Bu yapı, Eisenhower’a göre şu tehlikeyi barındırıyordu: Ulusal güvenlik gerekçesiyle alınan kararlar, zamanla kamusal denetimin dışına çıkabilir; bilim, teknoloji ve ekonomi bu yapının çıkarlarına göre şekillenebilir.
Bugün soğuk füzyon, sıfır noktası enerjisi veya ‘alternatif itki sistemleri’ etrafında dolaşan iddialar, tam da Eisenhower’ın işaret ettiği noktaya bağlanmış durumda.
Bu nedenle, enerji alanında sistemi kökten değiştirecek bir teknolojinin ortaya çıkması, güç dengelerini altüst edecek bir olay olarak görülüyor.
Askeri-endüstriyel kompleks nedir?
Eisenhower’ın uyarısı genellikle dar bir çerçevede hatırlanır: ordu, silah şirketleri ve siyasetçiler. Oysa bugün gelinen noktada, asker endüstriyel kompleks çok daha geniş bir yapıya dönüşmüştür. Artık tek merkezli bir bloktan değil, birbirini besleyen sektörel bir sistemden söz etmek gerekir.
Bu sistemin gücü, tek tek kurumların gücünden değil; birlikte çalıştıklarında oluşturdukları kapalı devreden sistemden gelir. Sistemin çekirdeğinde savunma sanayii vardır. Ar-Ge fonlarını yönlendirirler, üniversitelerdeki araştırma gündemlerini belirlerler. Ulusal güvenlik gerekçesiyle projeleri sınıflandırırlar. Bu noktada savunma, bilgi üretiminin kapısını tutan bir roldedir. Enerji sektörü, askeri endüstriyel kompleksin en kritik ve çoğu zaman arka planda kalan bileşenidir. Ordular enerji olmadan hareket edemeyeceğine göre modern savaş, lojistik ve teknoloji doğrudan enerjiye bağımlıdır. Fosil yakıt şirketleri, nükleer enerji altyapıları, stratejik madenler (uranyum, lityum, nadir toprak elementleri) gibi.
Bu çerçevede üniversiteler, kamusal bilgi üretmesi gereken kurumlar iken, zamanla savunma fonlarına bağımlı hale gelerek, gizli projelerin yürütüldüğü alanlara dönüşmüş, yayınlanamayan araştırmaların merkezi olmuştur. Yani neyin bilgi olup olmadığına, neyin insanlığa duyurulup duyurulmayacağı konusunda da bu merkezi yapı büyük ölçüde belirleyicidir.
Alternatif enerji tartışmalarında sıkça dile getirilen bir başka konu da patent ve hukuk sistemidir. Ulusal güvenlik gerekçesiyle patent kısıtlamaları, gizlilik emirleri, uzayan dava süreçleri gibi mekanizmalar, patent süreçlerini yavaşlatan mekanizmalardır.

(Yapılacak İş): Askeri-endüstriyel kompleks üzerine olan metinde "Bu yapı, Eisenhower’a" ifadesinden "noktaya bağlanmış durumda." ifadesine kadar, bu son ifade de dahil olmak üzere, bölümü birebir kopyalar mısınız? Aşağıdaki listenin bu çalışmayla hiçbir ilgisi yoktur.

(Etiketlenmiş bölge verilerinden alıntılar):
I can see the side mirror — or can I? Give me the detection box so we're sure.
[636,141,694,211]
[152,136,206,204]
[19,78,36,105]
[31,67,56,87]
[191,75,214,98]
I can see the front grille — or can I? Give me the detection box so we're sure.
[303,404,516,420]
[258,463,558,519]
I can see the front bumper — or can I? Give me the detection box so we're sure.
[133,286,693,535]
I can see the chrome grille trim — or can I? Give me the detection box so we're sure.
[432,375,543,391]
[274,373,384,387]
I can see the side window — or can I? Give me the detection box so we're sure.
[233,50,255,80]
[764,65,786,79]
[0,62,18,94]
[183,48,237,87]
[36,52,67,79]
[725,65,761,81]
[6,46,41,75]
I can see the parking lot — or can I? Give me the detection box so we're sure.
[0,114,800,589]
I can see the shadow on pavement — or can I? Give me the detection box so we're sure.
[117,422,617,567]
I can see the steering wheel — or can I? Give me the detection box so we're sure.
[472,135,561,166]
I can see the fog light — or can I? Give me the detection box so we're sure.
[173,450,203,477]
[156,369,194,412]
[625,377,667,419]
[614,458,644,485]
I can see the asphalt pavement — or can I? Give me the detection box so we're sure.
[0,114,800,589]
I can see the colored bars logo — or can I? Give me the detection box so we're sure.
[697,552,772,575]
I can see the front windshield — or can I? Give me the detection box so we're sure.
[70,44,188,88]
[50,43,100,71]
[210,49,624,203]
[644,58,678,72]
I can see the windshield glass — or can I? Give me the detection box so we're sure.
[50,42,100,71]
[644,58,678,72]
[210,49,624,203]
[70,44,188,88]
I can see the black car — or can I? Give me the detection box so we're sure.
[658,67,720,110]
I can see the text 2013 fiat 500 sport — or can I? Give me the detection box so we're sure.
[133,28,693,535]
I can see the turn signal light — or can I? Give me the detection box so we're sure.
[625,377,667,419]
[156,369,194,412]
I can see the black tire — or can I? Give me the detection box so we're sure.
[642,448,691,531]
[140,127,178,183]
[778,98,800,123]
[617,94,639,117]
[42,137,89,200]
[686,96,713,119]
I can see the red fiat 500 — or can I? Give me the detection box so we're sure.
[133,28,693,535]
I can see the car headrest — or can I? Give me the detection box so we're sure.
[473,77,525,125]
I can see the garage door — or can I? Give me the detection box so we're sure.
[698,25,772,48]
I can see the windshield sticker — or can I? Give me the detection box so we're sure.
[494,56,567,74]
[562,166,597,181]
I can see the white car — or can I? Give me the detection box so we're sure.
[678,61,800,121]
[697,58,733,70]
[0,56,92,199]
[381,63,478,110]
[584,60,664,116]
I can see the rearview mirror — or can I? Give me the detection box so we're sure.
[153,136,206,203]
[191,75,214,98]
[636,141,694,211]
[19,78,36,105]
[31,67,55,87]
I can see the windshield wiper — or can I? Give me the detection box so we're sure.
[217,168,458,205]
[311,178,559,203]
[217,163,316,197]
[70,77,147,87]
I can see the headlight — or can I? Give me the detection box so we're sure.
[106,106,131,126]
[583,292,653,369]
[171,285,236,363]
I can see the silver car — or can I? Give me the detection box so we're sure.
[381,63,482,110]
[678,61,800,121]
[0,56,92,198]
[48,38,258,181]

(Örnek Çözüm):
Bu yapı, Eisenhower’a göre şu tehlikeyi barındırıyordu: Ulusal güvenlik gerekçesiyle alınan kararlar, zamanla kamusal denetimin dışına çıkabilir; bilim, teknoloji ve ekonomi bu yapının çıkarlarına göre şekillenebilir.
Bugün soğuk füzyon, sıfır noktası enerjisi veya ‘alternatif itki sistemleri’ etrafında dolaşan iddialar, tam da Eisenhower’ın işaret ettiği noktaya bağlanmış durumda.